* **EXERCISE 1**:
Retype the records character for character, from their first line through the line containing "223L137 232L114 160L98", with both ends included.

* **TEXT**:
**********
Showing posts with label housewrens. Show all posts
Showing posts with label housewrens. Show all posts

Thursday, July 9, 2009

Recycled Nest

A new pair of housewrens frequents the rhombus house. I wonder if it is the same pair I watched from late April through early June--- from the building of the nest through the day of the fledge. Could be same pair, or same male w/new female, or same female w/ new male---OR---could it be a pair from the sixsome I watched grow up? Don't know if birds are incestuous, or how soon after hatching they breed. Once again, a degree in ornithology would be useful. Do they keep breeding through the summer? I would have thought it too hot by now.

Before internet access, I was willing to let my curious wonderings go unsatisfied. No more. Now, because so many questions can be answered for the simple act of typing them, I'm impatient with not knowing what I want to. Must go in search of the answers to how soon they breed, if they keep it in the family, and how many broods they have per season.
**********
* **Stored records**:
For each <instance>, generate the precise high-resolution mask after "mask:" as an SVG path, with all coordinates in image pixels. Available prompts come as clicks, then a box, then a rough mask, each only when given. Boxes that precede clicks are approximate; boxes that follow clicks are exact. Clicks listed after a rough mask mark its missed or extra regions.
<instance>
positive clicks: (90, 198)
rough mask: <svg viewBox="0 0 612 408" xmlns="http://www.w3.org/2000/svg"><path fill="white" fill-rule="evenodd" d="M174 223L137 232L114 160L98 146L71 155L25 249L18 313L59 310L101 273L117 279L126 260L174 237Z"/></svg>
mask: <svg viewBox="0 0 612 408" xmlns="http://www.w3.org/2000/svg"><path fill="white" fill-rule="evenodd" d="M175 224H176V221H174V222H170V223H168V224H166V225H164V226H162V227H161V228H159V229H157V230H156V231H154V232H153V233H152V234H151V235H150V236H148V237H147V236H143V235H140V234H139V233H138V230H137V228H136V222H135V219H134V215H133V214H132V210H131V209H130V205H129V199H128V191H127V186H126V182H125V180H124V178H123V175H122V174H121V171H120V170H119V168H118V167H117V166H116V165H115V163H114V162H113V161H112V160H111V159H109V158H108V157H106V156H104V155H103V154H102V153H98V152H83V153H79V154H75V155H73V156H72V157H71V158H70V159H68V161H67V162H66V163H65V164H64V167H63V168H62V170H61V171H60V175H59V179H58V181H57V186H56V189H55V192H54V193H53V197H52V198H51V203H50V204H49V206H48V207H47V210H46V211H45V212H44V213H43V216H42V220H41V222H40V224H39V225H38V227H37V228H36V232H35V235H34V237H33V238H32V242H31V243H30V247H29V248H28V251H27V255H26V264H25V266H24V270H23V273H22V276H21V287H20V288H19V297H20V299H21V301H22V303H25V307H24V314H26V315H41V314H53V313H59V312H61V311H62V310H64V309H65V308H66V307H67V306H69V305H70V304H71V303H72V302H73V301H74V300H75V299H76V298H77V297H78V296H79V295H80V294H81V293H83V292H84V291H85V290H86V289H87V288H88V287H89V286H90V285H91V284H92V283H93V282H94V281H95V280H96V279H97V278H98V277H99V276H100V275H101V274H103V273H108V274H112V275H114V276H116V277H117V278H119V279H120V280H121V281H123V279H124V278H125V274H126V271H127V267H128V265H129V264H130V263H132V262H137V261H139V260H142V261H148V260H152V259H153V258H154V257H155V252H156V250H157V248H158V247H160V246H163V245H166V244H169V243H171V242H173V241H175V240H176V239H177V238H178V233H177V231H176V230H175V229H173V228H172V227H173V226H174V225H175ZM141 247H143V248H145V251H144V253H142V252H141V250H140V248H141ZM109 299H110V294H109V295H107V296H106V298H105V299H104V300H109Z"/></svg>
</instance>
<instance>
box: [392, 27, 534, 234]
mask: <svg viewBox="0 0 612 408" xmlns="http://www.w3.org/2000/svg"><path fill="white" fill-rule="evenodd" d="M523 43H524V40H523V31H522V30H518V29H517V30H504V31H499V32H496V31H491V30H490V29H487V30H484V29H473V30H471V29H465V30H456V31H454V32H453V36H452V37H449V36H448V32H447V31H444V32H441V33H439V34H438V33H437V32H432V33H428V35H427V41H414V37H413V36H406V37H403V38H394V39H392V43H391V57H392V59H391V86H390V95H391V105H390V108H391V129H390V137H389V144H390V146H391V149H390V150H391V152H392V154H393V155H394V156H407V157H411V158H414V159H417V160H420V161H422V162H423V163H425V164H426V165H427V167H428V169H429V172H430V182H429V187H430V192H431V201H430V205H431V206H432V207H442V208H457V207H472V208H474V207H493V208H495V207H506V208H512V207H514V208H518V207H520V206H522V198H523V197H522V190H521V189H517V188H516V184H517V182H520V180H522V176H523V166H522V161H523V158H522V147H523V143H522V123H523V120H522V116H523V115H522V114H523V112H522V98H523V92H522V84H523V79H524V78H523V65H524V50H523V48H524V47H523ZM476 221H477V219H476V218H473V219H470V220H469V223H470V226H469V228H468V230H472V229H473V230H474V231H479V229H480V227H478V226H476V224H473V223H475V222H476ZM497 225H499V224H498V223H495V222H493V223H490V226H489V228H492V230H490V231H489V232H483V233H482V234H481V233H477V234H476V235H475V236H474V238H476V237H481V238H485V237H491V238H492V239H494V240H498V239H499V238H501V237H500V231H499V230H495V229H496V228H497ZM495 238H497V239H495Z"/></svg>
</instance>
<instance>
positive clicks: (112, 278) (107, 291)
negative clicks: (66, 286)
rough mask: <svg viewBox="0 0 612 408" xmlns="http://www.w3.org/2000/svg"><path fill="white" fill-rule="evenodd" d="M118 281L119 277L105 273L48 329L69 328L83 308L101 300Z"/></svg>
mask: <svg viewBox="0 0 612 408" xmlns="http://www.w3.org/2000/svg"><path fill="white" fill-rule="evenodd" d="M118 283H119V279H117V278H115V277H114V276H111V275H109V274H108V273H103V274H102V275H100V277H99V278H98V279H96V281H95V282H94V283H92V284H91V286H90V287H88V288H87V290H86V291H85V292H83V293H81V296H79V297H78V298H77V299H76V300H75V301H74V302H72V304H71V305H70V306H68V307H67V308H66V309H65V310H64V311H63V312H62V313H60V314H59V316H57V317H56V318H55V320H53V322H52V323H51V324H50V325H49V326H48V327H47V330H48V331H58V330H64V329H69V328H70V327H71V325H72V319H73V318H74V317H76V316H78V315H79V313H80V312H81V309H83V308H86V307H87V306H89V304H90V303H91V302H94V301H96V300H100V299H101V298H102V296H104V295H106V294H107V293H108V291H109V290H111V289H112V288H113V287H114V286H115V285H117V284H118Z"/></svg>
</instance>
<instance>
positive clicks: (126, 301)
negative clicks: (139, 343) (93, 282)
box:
**********
* **EXERCISE 2**:
Answer these questions from the post about the house wrens:
(a) On what date was the post published?
(b) Which house does the new pair of house wrens frequent?
(c) What three things does the writer set out to learn at the end of the post?

* **ANSWER AREA 1**:
For each <instance>, generate the precise high-resolution mask after "mask:" as an SVG path, with all coordinates in image pixels. Available prompts come as clicks, then a box, then a rough mask, each only when given. Boxes that precede clicks are approximate; boxes that follow clicks are exact. Clicks listed after a rough mask mark its missed or extra regions.
<instance>
positive clicks: (90, 198)
rough mask: <svg viewBox="0 0 612 408" xmlns="http://www.w3.org/2000/svg"><path fill="white" fill-rule="evenodd" d="M174 223L137 232L114 160L98 146L71 155L25 249L18 313L59 310L101 273L117 279L126 260L174 237Z"/></svg>

* **ANSWER AREA 2**:
(a) Thursday, July 9, 2009.
(b) The rhombus house.
(c) How soon the birds breed, whether they keep it in the family, and how many broods they have per season.